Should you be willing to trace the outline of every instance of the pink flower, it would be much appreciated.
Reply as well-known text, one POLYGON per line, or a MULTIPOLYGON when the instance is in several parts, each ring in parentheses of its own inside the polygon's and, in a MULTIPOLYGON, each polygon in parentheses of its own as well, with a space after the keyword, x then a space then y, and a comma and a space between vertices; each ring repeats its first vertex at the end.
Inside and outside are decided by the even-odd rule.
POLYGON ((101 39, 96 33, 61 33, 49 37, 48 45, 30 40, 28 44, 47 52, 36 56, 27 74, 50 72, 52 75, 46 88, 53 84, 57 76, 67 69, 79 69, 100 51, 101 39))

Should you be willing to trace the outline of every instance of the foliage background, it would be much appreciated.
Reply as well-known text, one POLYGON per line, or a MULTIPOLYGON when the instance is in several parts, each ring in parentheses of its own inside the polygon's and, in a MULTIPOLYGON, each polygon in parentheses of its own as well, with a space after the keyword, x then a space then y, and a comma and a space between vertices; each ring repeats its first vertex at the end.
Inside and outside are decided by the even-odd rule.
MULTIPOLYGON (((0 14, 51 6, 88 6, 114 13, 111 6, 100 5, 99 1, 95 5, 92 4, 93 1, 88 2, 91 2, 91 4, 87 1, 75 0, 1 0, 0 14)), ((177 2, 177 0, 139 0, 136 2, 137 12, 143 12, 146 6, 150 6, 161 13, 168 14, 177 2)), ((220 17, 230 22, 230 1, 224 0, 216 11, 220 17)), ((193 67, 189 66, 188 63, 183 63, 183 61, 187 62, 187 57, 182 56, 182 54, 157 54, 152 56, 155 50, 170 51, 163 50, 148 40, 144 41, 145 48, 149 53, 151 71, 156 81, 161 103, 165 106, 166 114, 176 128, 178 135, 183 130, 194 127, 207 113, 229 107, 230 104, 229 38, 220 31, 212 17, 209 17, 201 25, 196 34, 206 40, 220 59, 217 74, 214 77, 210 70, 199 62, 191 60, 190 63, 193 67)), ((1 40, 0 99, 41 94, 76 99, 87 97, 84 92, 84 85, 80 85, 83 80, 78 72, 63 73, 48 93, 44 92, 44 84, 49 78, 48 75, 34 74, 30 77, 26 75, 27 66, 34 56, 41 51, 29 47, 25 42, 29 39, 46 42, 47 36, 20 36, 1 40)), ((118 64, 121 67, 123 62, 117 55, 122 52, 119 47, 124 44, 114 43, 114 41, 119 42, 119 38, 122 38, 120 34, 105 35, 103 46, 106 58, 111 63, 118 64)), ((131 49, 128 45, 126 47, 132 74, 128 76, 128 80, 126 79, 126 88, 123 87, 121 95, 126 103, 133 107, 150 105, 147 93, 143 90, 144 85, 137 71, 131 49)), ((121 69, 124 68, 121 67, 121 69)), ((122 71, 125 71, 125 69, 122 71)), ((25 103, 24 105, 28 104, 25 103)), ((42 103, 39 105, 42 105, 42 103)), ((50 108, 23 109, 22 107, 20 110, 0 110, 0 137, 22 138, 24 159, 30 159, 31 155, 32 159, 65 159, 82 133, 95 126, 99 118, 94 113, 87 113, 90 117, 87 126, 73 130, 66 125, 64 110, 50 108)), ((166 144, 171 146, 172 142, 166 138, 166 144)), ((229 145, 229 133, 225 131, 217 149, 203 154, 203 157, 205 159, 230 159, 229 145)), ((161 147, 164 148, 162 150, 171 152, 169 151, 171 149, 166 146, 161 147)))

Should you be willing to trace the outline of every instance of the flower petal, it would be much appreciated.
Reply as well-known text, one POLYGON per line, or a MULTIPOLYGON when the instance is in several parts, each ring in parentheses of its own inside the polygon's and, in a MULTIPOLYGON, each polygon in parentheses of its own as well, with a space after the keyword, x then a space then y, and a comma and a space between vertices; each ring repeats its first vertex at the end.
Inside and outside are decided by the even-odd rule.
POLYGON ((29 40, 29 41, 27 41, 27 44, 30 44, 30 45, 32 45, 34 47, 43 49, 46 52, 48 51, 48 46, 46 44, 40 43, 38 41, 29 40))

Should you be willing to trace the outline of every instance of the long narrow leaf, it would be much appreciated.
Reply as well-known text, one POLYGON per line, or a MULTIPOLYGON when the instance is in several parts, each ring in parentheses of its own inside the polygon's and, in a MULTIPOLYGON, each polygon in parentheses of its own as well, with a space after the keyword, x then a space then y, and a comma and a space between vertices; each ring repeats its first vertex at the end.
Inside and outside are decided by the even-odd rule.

++++++++++

## Exercise task
Swap "even-odd rule" for "nonzero winding rule" wherever it occurs in all the lines above. Reproduce every line with that change only.

## Exercise answer
Should you be willing to trace the outline of every instance of the pink flower, it would be much appreciated.
Reply as well-known text, one POLYGON per line, or a MULTIPOLYGON when the instance is in several parts, each ring in parentheses of its own inside the polygon's and, in a MULTIPOLYGON, each polygon in parentheses of its own as well, with a space after the keyword, x then a space then y, and a comma and a space between vertices; each ring repeats its first vertex at the end.
Inside and outside are decided by the nonzero winding rule.
POLYGON ((101 39, 96 33, 61 33, 49 37, 48 45, 30 40, 28 44, 47 52, 36 56, 27 74, 50 72, 52 75, 46 88, 53 84, 57 76, 67 69, 79 69, 100 51, 101 39))

Should you be willing to trace the outline of every instance of the foliage background, it would be much appreciated.
Reply as well-known text, one POLYGON per line, or a MULTIPOLYGON when the instance is in several parts, each ring in parentheses of its own inside the polygon's and, in a MULTIPOLYGON, each polygon in parentheses of its own as well, with a space after the keyword, x then a space then y, and a comma and a space between vertices; each ring repeats its first vertex at the end.
Inside and outside are decided by the nonzero winding rule.
MULTIPOLYGON (((0 14, 51 6, 88 6, 114 13, 111 6, 100 5, 99 1, 95 5, 92 4, 93 1, 88 2, 91 2, 91 4, 87 1, 75 0, 1 0, 0 14)), ((177 2, 177 0, 139 0, 136 2, 137 12, 143 12, 146 6, 150 6, 161 13, 168 14, 177 2)), ((220 17, 230 22, 230 1, 224 0, 216 11, 220 17)), ((193 67, 189 66, 188 63, 183 63, 183 61, 187 62, 187 57, 182 56, 182 54, 157 54, 152 56, 155 50, 170 51, 163 50, 148 40, 144 41, 145 48, 149 53, 151 71, 156 81, 161 103, 165 106, 166 114, 176 128, 178 135, 183 130, 194 127, 207 113, 229 107, 230 104, 229 38, 220 31, 212 17, 209 17, 201 25, 196 34, 206 40, 220 59, 217 74, 214 77, 210 70, 199 62, 191 60, 190 63, 193 67)), ((1 40, 0 99, 41 94, 76 99, 87 97, 84 92, 84 85, 80 85, 83 80, 78 72, 63 73, 48 93, 44 92, 44 84, 49 78, 48 75, 34 74, 30 77, 26 75, 27 66, 34 56, 41 51, 29 47, 25 42, 29 39, 46 42, 47 36, 20 36, 1 40)), ((118 64, 121 67, 123 62, 117 55, 122 52, 119 47, 124 44, 114 43, 114 41, 119 42, 119 38, 122 38, 120 34, 105 35, 103 46, 106 58, 111 63, 118 64)), ((131 49, 128 45, 126 47, 132 74, 128 76, 128 80, 126 79, 126 88, 123 87, 121 95, 126 103, 133 107, 150 105, 147 93, 143 90, 144 85, 137 71, 131 49)), ((121 69, 124 68, 121 67, 121 69)), ((122 71, 125 71, 125 69, 122 71)), ((25 103, 24 105, 28 104, 25 103)), ((42 103, 39 105, 42 105, 42 103)), ((50 108, 23 109, 22 107, 20 110, 0 110, 0 137, 22 138, 24 159, 30 159, 31 155, 32 159, 65 159, 82 133, 95 126, 99 118, 94 113, 87 113, 90 117, 87 126, 73 130, 66 125, 64 110, 50 108)), ((166 144, 171 146, 172 142, 166 138, 166 144)), ((229 145, 229 133, 225 131, 217 149, 203 154, 203 157, 205 159, 230 159, 229 145)), ((161 147, 164 148, 162 150, 171 152, 169 151, 171 149, 166 146, 161 147)))

Should you be willing to trace the outline of every instance of the flower petal, it would be much appreciated.
Reply as well-known text, one POLYGON per line, or a MULTIPOLYGON when the instance is in several parts, each ring in parentheses of its own inside the polygon's and, in a MULTIPOLYGON, each polygon in parentheses of its own as well, with a space after the keyword, x then a space then y, and a comma and a space between vertices; each ring repeats its first vertex at the end.
Inside and outside are decided by the nonzero winding rule.
POLYGON ((29 40, 29 41, 27 41, 27 44, 30 44, 30 45, 32 45, 34 47, 43 49, 46 52, 48 51, 48 46, 46 44, 40 43, 38 41, 29 40))

Should you be willing to trace the outline of every instance of the long narrow leaf, it would be much appreciated.
Reply as well-known text, one POLYGON per line, or a MULTIPOLYGON when the instance is in several parts, each ring in parentheses of its own inside the polygon's and, in a MULTIPOLYGON, each polygon in parentheses of its own as well, with a space after the keyword, x then a space then y, and a comma and a space between vertices; each ring repeats its first vertex at the end.
Inside and outside are decided by the nonzero winding rule.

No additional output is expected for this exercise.